Goal>
Count the lines in the entries below that contain the string "green", and reply with the number alone.

Dataset excerpts>
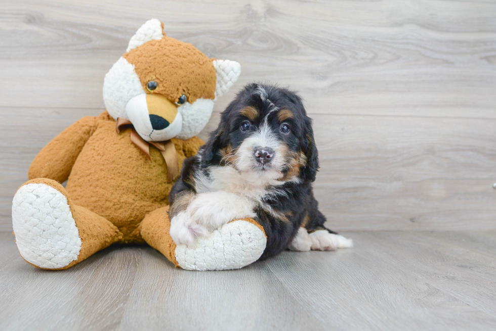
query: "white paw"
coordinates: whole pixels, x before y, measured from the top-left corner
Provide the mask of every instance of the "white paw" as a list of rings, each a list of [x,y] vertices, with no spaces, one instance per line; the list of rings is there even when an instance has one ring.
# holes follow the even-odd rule
[[[67,199],[45,184],[22,186],[12,202],[12,226],[21,256],[46,269],[77,259],[81,239]]]
[[[171,237],[176,245],[191,246],[196,238],[209,233],[206,227],[193,220],[187,210],[179,213],[171,220]]]
[[[298,229],[298,233],[296,234],[296,237],[293,239],[288,248],[292,251],[306,252],[310,250],[313,244],[313,242],[310,234],[307,232],[307,229],[304,227],[300,227]]]
[[[254,217],[247,199],[224,191],[201,193],[190,203],[187,211],[197,224],[210,231],[236,219]]]
[[[312,249],[314,251],[334,251],[338,248],[353,247],[353,241],[341,234],[329,233],[326,230],[318,230],[310,234]]]

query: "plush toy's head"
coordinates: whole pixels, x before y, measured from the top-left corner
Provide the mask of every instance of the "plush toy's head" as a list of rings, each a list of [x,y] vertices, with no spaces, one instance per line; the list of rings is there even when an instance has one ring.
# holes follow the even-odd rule
[[[209,59],[163,29],[158,20],[143,24],[103,83],[108,113],[130,121],[148,141],[197,134],[210,118],[214,101],[241,73],[237,62]]]

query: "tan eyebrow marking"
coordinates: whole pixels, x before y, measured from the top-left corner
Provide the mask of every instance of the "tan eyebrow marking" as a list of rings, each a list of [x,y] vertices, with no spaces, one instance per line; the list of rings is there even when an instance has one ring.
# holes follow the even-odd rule
[[[290,110],[287,109],[281,109],[277,112],[277,118],[279,122],[283,122],[288,118],[293,118],[295,115]]]
[[[252,106],[244,107],[241,110],[239,113],[243,116],[246,116],[252,121],[255,121],[260,115],[258,110]]]

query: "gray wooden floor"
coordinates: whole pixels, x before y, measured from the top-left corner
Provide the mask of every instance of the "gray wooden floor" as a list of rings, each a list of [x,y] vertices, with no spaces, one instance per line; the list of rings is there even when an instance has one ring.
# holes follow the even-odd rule
[[[496,2],[0,0],[0,330],[496,329]],[[145,21],[300,91],[315,183],[356,248],[241,270],[115,247],[36,269],[12,235],[39,150],[104,109],[105,73]],[[414,230],[489,230],[487,232]]]
[[[146,20],[299,90],[322,212],[340,230],[496,229],[496,1],[0,0],[0,231],[36,154],[104,108]]]
[[[192,272],[129,246],[68,270],[37,269],[0,233],[0,329],[496,327],[496,231],[346,234],[355,248]]]

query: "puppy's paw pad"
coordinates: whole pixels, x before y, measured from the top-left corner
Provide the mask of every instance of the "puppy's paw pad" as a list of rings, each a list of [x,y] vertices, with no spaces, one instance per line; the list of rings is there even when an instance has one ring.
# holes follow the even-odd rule
[[[341,234],[330,233],[325,230],[318,230],[310,234],[312,249],[314,251],[335,251],[338,248],[353,247],[353,242]]]

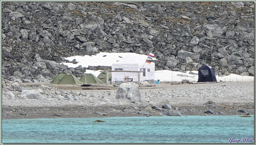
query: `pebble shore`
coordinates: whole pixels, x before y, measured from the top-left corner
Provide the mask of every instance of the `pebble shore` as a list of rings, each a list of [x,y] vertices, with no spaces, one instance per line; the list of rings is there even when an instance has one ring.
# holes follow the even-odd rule
[[[104,86],[109,90],[82,90],[80,86],[45,83],[15,84],[2,84],[2,119],[163,116],[174,112],[182,116],[244,115],[238,112],[240,110],[254,114],[253,82],[141,86],[141,101],[135,103],[116,98],[117,87],[113,85]],[[22,98],[24,90],[41,90],[41,95],[37,98]],[[172,109],[162,108],[165,102],[169,102]],[[213,114],[205,112],[208,110]],[[141,111],[150,115],[138,113]]]

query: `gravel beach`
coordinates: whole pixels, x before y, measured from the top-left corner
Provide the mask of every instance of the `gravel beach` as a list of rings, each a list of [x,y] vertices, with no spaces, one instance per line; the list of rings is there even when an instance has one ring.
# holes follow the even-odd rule
[[[254,114],[253,82],[142,86],[141,101],[135,103],[116,98],[118,87],[112,85],[86,88],[42,83],[2,83],[2,119],[162,116],[174,112],[182,116]],[[22,97],[25,90],[40,92],[40,97]],[[165,102],[171,109],[162,108]],[[208,110],[213,113],[205,112]],[[141,111],[150,115],[138,113]]]

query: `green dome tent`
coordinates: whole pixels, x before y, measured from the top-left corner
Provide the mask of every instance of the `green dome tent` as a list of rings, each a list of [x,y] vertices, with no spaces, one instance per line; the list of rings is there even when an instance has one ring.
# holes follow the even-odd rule
[[[82,84],[81,82],[75,76],[71,74],[68,74],[60,81],[58,84]]]
[[[61,73],[59,75],[55,76],[51,82],[51,83],[53,83],[54,84],[57,84],[65,76],[68,74],[70,74],[68,73],[63,72]]]
[[[112,74],[111,73],[111,72],[108,72],[108,81],[111,81],[111,79],[112,79]],[[101,81],[103,82],[106,83],[106,76],[107,72],[106,71],[103,71],[101,72],[101,73],[99,75],[99,76],[98,76],[98,77],[98,77],[98,79],[100,79],[100,80]]]
[[[85,81],[85,78],[86,78],[86,82]],[[93,74],[91,73],[86,74],[79,80],[80,81],[84,83],[104,83],[98,79]]]

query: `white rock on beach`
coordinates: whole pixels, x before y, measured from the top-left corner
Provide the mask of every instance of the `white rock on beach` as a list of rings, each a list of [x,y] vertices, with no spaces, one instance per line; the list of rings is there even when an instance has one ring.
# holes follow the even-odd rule
[[[139,85],[133,82],[123,83],[117,88],[116,98],[127,98],[131,101],[140,102],[140,93]]]

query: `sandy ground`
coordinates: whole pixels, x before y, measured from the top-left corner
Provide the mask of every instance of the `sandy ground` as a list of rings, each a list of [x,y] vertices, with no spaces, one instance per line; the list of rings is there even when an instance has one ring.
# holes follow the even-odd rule
[[[24,84],[28,87],[32,84]],[[62,91],[74,91],[94,94],[109,92],[114,94],[117,88],[117,86],[112,85],[96,85],[86,88],[90,90],[83,90],[84,87],[77,85],[57,85],[46,83],[44,85]],[[141,98],[149,98],[150,100],[147,104],[147,102],[132,103],[129,100],[123,100],[125,103],[120,105],[106,104],[95,106],[82,101],[64,100],[56,102],[36,99],[2,99],[2,119],[145,116],[137,113],[141,111],[149,112],[152,116],[162,116],[165,115],[163,115],[162,111],[152,109],[148,107],[150,106],[149,105],[157,105],[166,99],[171,103],[172,108],[172,110],[169,111],[179,112],[182,116],[244,114],[238,112],[239,110],[246,110],[250,114],[254,114],[254,82],[153,85],[156,86],[142,85],[140,87]],[[96,88],[98,90],[95,90]],[[216,90],[209,91],[214,88]],[[234,94],[230,95],[232,93]],[[149,94],[153,95],[149,95]],[[111,100],[116,99],[115,95],[108,97]],[[214,107],[204,104],[209,100],[215,102]],[[136,113],[125,112],[123,110],[125,109],[132,109],[136,112]],[[209,109],[214,113],[204,112]],[[219,112],[224,114],[218,113]]]

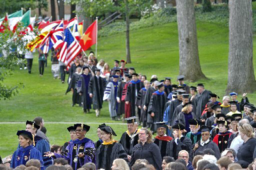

Response to the task>
2